**Given exercise**
Edit the records below by substituting "enclosing rectangle" for every occurrence of "bounding box". Reproduce everything else unchanged.

**Data provided**

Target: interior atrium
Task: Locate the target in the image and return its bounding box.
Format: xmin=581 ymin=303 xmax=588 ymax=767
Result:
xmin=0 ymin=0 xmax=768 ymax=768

**Exercise response**
Target: interior atrium
Task: Locate the target in the image and return its enclosing rectangle.
Format: xmin=581 ymin=303 xmax=588 ymax=767
Result:
xmin=0 ymin=0 xmax=768 ymax=768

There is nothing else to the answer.